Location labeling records
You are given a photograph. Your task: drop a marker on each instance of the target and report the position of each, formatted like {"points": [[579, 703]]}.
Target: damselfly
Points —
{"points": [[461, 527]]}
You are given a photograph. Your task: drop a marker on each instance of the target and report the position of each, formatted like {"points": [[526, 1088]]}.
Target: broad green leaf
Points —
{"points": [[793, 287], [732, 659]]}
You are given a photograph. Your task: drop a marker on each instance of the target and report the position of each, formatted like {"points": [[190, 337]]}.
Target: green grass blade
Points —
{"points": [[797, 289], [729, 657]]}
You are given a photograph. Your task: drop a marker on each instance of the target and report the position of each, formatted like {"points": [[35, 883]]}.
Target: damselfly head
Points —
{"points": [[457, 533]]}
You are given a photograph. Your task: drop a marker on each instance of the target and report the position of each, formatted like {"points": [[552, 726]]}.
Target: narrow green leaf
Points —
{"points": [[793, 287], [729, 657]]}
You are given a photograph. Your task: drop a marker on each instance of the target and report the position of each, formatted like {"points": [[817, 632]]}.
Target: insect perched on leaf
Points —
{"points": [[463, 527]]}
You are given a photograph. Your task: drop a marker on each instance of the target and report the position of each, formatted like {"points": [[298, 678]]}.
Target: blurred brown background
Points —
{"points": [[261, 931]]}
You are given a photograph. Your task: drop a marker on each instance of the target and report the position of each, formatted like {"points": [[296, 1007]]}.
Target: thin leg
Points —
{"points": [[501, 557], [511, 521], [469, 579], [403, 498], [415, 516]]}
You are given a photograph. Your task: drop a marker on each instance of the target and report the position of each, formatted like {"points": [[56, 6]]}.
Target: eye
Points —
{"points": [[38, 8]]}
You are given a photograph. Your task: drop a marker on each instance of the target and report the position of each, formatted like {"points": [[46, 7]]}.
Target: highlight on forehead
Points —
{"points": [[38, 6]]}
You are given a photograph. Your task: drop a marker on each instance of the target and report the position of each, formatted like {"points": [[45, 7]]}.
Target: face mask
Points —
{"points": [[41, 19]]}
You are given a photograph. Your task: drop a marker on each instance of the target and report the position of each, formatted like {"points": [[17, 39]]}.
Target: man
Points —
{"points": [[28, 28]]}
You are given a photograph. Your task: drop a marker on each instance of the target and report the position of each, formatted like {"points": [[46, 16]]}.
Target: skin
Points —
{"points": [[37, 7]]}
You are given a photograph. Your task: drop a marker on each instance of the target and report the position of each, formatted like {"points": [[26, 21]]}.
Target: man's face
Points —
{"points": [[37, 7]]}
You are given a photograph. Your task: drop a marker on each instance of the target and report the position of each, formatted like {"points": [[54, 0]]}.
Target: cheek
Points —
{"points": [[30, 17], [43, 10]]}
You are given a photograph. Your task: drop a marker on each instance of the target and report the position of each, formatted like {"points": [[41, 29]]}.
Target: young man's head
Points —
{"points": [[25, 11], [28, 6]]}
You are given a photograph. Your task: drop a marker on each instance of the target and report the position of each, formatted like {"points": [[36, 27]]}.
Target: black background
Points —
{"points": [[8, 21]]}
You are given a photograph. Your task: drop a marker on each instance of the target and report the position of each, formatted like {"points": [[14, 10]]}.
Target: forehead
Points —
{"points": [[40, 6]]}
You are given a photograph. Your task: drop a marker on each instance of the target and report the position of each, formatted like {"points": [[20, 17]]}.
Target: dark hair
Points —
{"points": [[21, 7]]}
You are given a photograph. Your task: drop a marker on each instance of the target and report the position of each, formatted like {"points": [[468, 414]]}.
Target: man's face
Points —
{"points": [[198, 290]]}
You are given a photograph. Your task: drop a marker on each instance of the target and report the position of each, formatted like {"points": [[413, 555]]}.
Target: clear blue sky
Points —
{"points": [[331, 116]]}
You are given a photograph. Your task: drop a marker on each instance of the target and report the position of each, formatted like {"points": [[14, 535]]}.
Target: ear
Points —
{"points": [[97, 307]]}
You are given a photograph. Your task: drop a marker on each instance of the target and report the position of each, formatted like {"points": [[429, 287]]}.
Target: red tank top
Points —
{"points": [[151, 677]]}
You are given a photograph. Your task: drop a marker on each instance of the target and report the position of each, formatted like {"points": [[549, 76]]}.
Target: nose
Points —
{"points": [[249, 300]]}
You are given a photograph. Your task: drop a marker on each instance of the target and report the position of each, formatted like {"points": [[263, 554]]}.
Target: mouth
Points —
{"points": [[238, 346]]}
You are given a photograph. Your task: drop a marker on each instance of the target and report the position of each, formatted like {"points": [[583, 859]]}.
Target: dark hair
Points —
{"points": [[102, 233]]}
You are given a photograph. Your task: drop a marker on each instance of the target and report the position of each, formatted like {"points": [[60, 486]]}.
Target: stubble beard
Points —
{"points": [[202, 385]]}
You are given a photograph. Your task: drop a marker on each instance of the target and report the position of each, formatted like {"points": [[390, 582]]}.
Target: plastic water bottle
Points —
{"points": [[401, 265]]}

- _WRITTEN TASK_
Would you give the material above again, complete and exact?

- _SOLUTION TO THE EXERCISE_
You are given a photograph. Your task: drop a marker on each instance of the target and report the position of each, formatted like {"points": [[579, 703]]}.
Target: damselfly
Points —
{"points": [[461, 527]]}
You are given a photograph. Your task: drop a marker on each instance of the target and report the position of each, formatted like {"points": [[526, 1088]]}.
Target: broad green leaf
Points —
{"points": [[793, 287], [732, 659]]}
You are given a photograph. Your task: drop a marker on each instance of the target and report the position of each, formatted like {"points": [[190, 337]]}.
Target: green grass blade
Points —
{"points": [[797, 289], [729, 657]]}
You are given a photograph. Your task: drop a marker on each instance of the target and report the position of each, formatted like {"points": [[35, 883]]}.
Target: damselfly head
Points —
{"points": [[457, 533]]}
You are given a photograph. Your task: drop a marker on each instance of the target and report the position of each, formatted like {"points": [[552, 726]]}.
Target: narrow green leaf
Points —
{"points": [[793, 287], [729, 657]]}
You are given a photograph. Your task: drop a marker on each instance of the target and report the position of each, formatted like {"points": [[817, 632]]}.
Target: insect perched on leaf
Points —
{"points": [[463, 527]]}
You are given a photograph. Your task: drop a marker on each instance of the target and report the position of each, formatted like {"points": [[298, 678]]}.
Target: blurred brown background
Points —
{"points": [[261, 931]]}
You are given a photograph. Your task: drop a marker on each instance of the target and report the position of each, formatted like {"points": [[296, 1007]]}.
Target: thin leg
Points —
{"points": [[501, 557], [511, 521], [469, 579], [403, 498], [415, 516]]}
You are given a photograph. Your task: drop a marker on each instance of the target and report the position of each, formatted like {"points": [[56, 6]]}.
Target: eye
Points —
{"points": [[38, 8]]}
You are given a photograph. Your task: drop a marker on each instance of the target and report the position of each, formatted like {"points": [[46, 7]]}.
Target: highlight on forehead
Points —
{"points": [[38, 6]]}
You are given a photograph. Your task: drop a marker on each instance of the target and report the position of each, formatted like {"points": [[45, 7]]}.
Target: face mask
Points —
{"points": [[41, 19]]}
You are given a photograph. Your task: drop a marker on each instance of the target and report the position of each, formatted like {"points": [[17, 39]]}.
Target: man
Points —
{"points": [[28, 28]]}
You are given a photograph. Your task: drop a marker on each instance of the target and report the position of each, formatted like {"points": [[46, 16]]}.
Target: skin
Points —
{"points": [[37, 7]]}
You are given a photograph. Your task: drop a marker on each instance of the target and report the position of each, formatted like {"points": [[26, 21]]}.
Target: man's face
Points —
{"points": [[37, 7]]}
You are given a photograph. Your task: drop a marker on each instance of the target and report the position of each, formatted like {"points": [[54, 0]]}.
Target: cheek
Points —
{"points": [[30, 17], [43, 10]]}
You are given a photograph. Your task: drop a marker on each instance of the target and report the position of each, formatted like {"points": [[41, 29]]}.
Target: young man's head
Points —
{"points": [[25, 11], [28, 6]]}
You are given a photograph. Your task: drop a marker on each instance of the target and report the position of each, formatted like {"points": [[36, 27]]}.
Target: black background
Points —
{"points": [[8, 21]]}
You are given a photograph. Your task: drop a marker on each instance of the target and report the position of each, formatted like {"points": [[14, 10]]}.
Target: forehead
Points —
{"points": [[40, 6]]}
You are given a photograph. Your task: drop a marker on each instance of the target and report the position of each, formatted like {"points": [[20, 17]]}.
Target: dark hair
Points —
{"points": [[21, 7]]}
You are given a photograph. Your task: drop a marker on each instance of the target and report the position of each, formatted like {"points": [[468, 414]]}.
Target: man's face
Points —
{"points": [[198, 290]]}
You are given a photograph. Your task: drop a marker on each instance of the target and report the position of each, formatted like {"points": [[413, 555]]}.
Target: clear blue sky
Points —
{"points": [[331, 116]]}
You are given a photograph. Your task: drop a marker on each instance of the target and report the position of each, formatted like {"points": [[14, 535]]}.
Target: ear
Points —
{"points": [[97, 307]]}
You are given a photograph. Your task: drop a marker on each instance of the target and report the position of each, formatted like {"points": [[429, 287]]}.
Target: red tank top
Points —
{"points": [[151, 677]]}
You are given a photograph. Your task: drop a marker on each instance of the target and report the position of each, formatted like {"points": [[549, 76]]}.
Target: nose
Points —
{"points": [[249, 300]]}
You are given a photograph. Your task: drop a marker on each instance of the target and report the position of each, formatted like {"points": [[263, 554]]}.
Target: mouth
Points —
{"points": [[238, 346]]}
You are given a photograph. Your task: drop a marker on each instance of the target and report the position of each, formatted like {"points": [[583, 859]]}.
Target: dark hair
Points —
{"points": [[102, 233]]}
You are given a photograph. Your task: drop a marker on each instance of the target and report the position of each, formatted like {"points": [[60, 486]]}.
Target: stubble beard
Points —
{"points": [[202, 385]]}
You are given a photograph. Your task: drop a marker on each instance of the target and report the position of each, formatted like {"points": [[390, 582]]}.
Target: plastic water bottle
Points —
{"points": [[401, 265]]}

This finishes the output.